§ RECORDED DATA:

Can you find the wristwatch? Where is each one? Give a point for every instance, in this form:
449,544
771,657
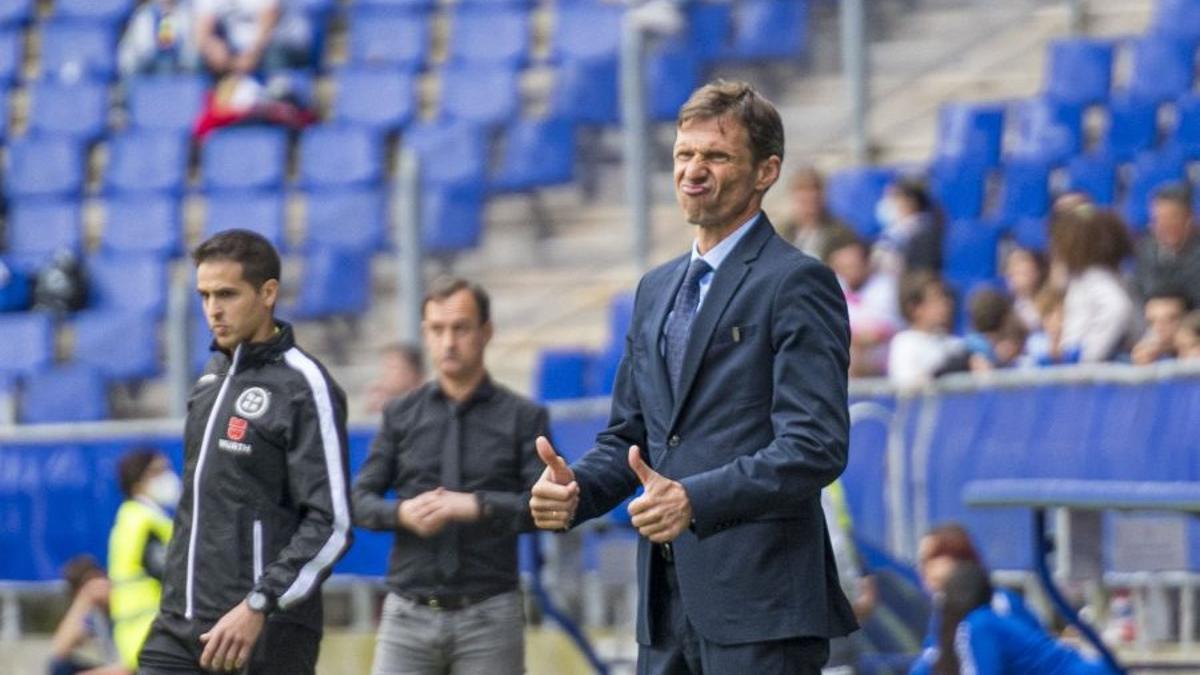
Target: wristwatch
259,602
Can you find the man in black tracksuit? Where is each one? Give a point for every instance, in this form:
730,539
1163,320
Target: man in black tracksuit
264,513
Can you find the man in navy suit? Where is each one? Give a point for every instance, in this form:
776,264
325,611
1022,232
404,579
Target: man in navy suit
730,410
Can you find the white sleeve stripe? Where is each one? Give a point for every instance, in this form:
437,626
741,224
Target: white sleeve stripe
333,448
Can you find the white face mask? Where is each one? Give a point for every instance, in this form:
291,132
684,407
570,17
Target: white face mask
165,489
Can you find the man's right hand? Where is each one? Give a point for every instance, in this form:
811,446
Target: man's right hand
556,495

...

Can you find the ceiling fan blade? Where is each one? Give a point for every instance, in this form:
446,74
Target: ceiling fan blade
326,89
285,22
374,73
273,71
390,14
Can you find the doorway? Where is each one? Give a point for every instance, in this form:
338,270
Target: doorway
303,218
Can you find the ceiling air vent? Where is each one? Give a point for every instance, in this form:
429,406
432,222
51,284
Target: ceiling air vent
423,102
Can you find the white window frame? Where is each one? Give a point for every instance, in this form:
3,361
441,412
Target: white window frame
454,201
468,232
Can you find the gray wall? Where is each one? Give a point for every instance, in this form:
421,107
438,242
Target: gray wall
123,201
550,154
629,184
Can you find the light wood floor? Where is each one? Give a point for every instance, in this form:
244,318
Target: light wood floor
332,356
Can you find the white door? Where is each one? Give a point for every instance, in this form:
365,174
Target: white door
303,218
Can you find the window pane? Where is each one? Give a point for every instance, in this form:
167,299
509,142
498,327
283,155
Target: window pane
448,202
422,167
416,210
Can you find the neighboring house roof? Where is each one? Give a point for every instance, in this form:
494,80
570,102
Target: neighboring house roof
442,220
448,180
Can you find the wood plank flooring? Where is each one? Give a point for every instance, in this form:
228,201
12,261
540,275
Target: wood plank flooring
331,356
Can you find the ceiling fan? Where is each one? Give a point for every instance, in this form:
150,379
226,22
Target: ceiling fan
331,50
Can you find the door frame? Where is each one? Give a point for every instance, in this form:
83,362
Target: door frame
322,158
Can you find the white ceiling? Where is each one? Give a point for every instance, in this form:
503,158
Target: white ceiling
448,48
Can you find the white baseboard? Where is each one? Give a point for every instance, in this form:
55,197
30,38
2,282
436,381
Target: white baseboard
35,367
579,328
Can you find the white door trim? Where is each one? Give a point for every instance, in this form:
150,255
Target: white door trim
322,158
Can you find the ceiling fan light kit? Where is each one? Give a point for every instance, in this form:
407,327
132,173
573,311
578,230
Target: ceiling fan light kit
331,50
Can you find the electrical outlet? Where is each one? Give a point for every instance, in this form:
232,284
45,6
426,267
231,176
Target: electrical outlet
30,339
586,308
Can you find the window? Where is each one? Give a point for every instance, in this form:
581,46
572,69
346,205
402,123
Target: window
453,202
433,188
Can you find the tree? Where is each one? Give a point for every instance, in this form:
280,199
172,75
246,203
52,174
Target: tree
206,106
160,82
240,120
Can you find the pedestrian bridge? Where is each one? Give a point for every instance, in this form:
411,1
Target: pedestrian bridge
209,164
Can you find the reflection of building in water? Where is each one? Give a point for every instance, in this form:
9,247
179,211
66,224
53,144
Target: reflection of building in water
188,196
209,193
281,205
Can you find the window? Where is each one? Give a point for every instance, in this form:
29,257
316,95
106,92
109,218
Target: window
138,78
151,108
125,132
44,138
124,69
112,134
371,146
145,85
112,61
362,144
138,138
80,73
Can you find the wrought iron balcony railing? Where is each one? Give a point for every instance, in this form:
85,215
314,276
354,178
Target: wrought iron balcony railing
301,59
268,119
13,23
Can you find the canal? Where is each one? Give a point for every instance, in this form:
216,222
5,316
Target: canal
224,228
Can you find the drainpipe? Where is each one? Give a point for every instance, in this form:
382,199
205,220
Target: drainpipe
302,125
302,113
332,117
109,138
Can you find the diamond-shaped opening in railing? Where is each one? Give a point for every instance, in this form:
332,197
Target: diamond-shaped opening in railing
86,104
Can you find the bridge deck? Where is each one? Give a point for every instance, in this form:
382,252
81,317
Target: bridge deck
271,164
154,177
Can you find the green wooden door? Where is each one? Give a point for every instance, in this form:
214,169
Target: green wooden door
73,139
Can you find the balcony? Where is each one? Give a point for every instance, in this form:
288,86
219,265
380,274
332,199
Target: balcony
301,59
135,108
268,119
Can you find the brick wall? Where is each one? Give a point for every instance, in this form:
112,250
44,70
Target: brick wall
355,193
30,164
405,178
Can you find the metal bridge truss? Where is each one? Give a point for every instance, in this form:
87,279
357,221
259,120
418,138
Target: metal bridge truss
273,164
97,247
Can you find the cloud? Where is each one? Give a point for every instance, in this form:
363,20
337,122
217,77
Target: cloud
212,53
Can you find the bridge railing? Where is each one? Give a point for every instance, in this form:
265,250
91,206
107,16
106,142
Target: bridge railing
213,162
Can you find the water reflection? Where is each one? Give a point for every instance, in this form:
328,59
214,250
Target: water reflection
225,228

---

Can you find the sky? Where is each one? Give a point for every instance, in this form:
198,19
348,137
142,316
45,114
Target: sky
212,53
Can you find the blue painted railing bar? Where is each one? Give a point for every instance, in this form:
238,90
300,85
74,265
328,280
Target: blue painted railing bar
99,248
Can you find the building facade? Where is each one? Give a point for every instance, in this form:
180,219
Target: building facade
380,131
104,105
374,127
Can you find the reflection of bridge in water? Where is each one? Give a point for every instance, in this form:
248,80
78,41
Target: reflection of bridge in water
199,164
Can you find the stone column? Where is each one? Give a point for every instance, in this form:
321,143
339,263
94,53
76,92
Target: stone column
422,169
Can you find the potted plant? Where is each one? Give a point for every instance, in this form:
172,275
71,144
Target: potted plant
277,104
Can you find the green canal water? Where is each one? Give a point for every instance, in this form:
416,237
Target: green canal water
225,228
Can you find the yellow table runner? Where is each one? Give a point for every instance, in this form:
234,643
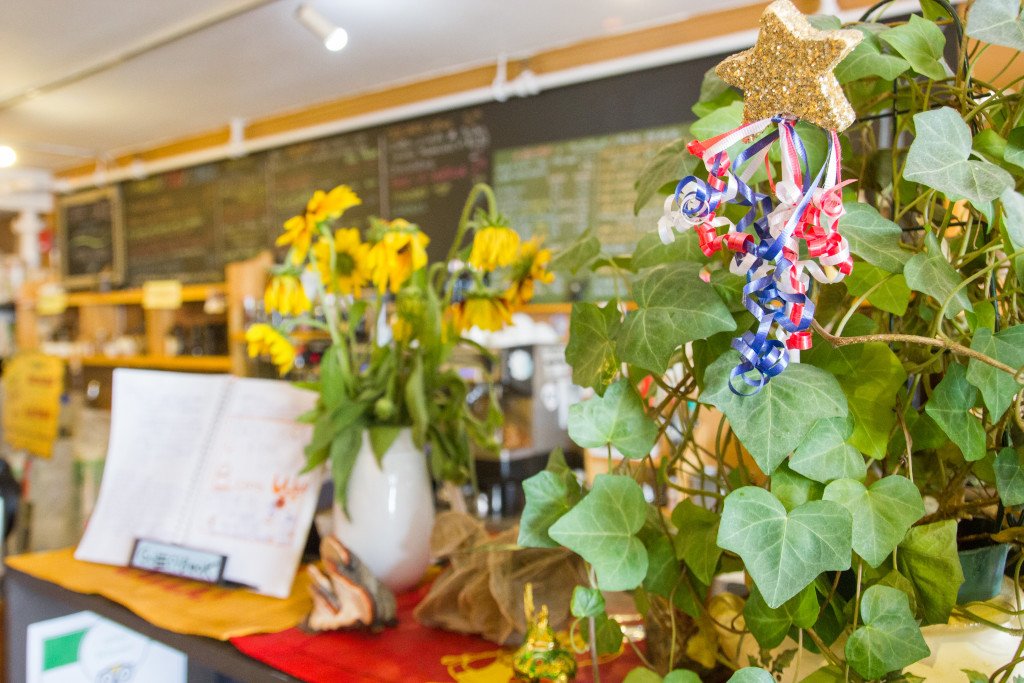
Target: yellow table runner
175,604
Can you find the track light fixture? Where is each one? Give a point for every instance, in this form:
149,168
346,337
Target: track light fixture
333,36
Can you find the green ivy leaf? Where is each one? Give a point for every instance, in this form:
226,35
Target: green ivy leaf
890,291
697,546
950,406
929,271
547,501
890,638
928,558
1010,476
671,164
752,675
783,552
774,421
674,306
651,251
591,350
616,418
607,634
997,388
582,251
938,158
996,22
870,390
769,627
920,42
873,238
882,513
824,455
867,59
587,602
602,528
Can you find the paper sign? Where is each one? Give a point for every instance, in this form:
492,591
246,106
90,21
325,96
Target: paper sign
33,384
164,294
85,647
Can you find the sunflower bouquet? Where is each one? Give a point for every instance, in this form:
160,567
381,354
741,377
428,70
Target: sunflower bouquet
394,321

§ YOUR INSTRUCTIONS: List each line of the listing above that contains the string "sleeve", reproducing every matching line in full. Matching is case-sensitive.

§ EXPECTED OUTPUT:
Can you find the white sleeve stripe? Where is each one? Give a point for every instance, in this form:
Target: white sleeve stripe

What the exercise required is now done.